*Goal:* Retype each of the rows below word for word, with every line kept in its original order.

─── Provided information ───

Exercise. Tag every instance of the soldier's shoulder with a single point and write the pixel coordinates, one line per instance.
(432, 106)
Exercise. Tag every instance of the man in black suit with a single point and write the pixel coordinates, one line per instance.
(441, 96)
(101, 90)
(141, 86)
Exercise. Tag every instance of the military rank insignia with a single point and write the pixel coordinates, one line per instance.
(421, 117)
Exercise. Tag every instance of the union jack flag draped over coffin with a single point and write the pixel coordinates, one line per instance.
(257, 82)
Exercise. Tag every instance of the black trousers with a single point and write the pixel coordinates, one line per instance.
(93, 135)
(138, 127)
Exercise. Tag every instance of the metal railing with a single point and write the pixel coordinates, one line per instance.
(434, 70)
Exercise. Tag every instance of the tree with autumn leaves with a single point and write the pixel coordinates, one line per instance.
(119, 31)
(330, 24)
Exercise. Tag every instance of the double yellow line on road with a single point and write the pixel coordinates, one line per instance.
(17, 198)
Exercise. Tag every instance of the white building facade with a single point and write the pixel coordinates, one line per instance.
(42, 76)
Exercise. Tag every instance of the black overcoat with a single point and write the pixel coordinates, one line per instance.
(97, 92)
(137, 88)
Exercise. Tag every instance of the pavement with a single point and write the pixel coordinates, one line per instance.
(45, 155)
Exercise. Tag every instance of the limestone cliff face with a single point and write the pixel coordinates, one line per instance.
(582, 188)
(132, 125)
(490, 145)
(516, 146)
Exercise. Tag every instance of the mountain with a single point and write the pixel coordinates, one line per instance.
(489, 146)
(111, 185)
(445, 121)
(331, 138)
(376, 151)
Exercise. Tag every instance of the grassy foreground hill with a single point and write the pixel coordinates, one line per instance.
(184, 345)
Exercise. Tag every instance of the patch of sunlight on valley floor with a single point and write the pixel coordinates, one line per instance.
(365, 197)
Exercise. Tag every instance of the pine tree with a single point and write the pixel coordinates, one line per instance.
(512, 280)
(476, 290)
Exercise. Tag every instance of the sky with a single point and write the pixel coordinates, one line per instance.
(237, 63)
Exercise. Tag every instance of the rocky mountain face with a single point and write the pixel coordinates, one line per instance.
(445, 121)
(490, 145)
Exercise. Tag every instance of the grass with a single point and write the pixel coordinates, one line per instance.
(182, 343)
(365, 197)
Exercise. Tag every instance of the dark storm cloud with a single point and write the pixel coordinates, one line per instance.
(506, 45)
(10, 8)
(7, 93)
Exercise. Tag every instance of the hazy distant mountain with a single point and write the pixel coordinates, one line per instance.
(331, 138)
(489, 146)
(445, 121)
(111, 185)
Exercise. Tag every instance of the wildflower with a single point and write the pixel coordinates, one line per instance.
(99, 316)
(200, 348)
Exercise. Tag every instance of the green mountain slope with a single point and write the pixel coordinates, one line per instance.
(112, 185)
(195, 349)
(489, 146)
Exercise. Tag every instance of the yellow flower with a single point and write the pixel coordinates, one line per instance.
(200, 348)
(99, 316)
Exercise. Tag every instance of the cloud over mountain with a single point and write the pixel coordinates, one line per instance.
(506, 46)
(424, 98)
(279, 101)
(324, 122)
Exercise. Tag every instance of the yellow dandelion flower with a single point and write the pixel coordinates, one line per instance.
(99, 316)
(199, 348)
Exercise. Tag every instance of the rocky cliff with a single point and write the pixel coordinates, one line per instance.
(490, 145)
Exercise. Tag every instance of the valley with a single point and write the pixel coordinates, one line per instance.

───

*Reply to the task:*
Exercise. Tag every instance of the soldier's shoulder with a single point and write the pixel coordinates, one line per instance.
(432, 106)
Exercise. Tag every instance of the man in black suit with a single point and write the pixel coordinates, one line per instance.
(441, 96)
(101, 90)
(141, 86)
Exercise. Tag every instance of the military rank insignia with a single point and write the pixel coordinates, one line per instance.
(421, 117)
Exercise. Tag every instance of the union jack flag draped over coffin with a single point and write the pixel coordinates, one line per instance.
(257, 82)
Exercise. Tag every instance of the black trousers with a single point and write the pixel coordinates, one line per instance.
(93, 135)
(138, 127)
Exercise. Tag every instance of the metal railing with a single point and write the pixel coordinates, one line per instance.
(434, 70)
Exercise. Tag every instance of the tree with autumn leaves with a single point and write the pixel coordinates, one line per instance.
(119, 31)
(330, 24)
Exercise. Tag every instance of the double yellow line on road with a single point and write the pixel coordinates, one line per instance.
(17, 198)
Exercise. Tag every instance of the white building facade with a single point and write the pixel coordinates, one line per instance.
(42, 76)
Exercise. Tag every instance of the black overcoat with a single point and write the pixel coordinates, one line per instance.
(97, 92)
(137, 88)
Exercise. Tag every instance of the pavement with a single point and write the pixel coordinates, one line per instance.
(45, 155)
Exercise. Tag every instance of the limestone cliff face with a single point and write the pixel coordinates, one line per instance.
(582, 188)
(132, 125)
(490, 145)
(516, 146)
Exercise. Tag every instance of the mountain with a single point and write the pixel coordinates, one line per instance.
(489, 146)
(111, 185)
(445, 121)
(331, 138)
(376, 151)
Exercise. Tag every instance of the grassy foreground hill with a single point and write the pixel coordinates, one line per instance.
(184, 345)
Exercise. Tag every instance of the patch of sunlight on valley floor with a single point and write the pixel coordinates, one line per instance.
(365, 197)
Exercise. Tag every instance of the pine tree with a single point and write the pixel coordinates, one line per instance.
(512, 280)
(476, 290)
Exercise. Tag every instance of the sky with a single point and write the pixel coordinates, one line per instance.
(237, 63)
Exercise. Tag every instance of the rocky mountain face with a single point and write the pixel coordinates, one line per instance.
(445, 121)
(490, 145)
Exercise. Tag every instance of the grass with a single point and write the pixel coordinates, one line per instance.
(182, 343)
(365, 197)
Exercise. Tag every instance of the dark storm cloud with a single point and write the pixel coordinates, one line per instance.
(506, 45)
(10, 8)
(7, 93)
Exercise. Tag every instance of the hazy distant mountain with a single point and write the pixel coordinates, one line per instance.
(331, 138)
(489, 146)
(445, 121)
(111, 185)
Exercise. Tag every instance of the wildflower with a single point and write the pixel coordinates, one line per instance.
(99, 316)
(200, 348)
Exercise. Tag every instance of the green mountain slope with a single point and write the pixel coordinates, one line per instance.
(112, 185)
(195, 349)
(489, 146)
Exercise. Tag every instance of the yellow flower with a single point and write the pixel coordinates, one line per instance.
(200, 348)
(99, 316)
Exercise. Tag every instance of the cloud over mountain with a single point and write the pixel coordinates, one line per instance.
(506, 46)
(424, 98)
(279, 101)
(324, 122)
Exercise. Tag every instance of the yellow dandelion flower with a single point and write the pixel coordinates, one line per instance.
(99, 316)
(199, 348)
Exercise. Tag every instance of the rocky cliff with a single point and write the pixel coordinates, one line per instance.
(490, 145)
Exercise. Tag every instance of the valley with a single point and write the pixel coordinates, one line per instance.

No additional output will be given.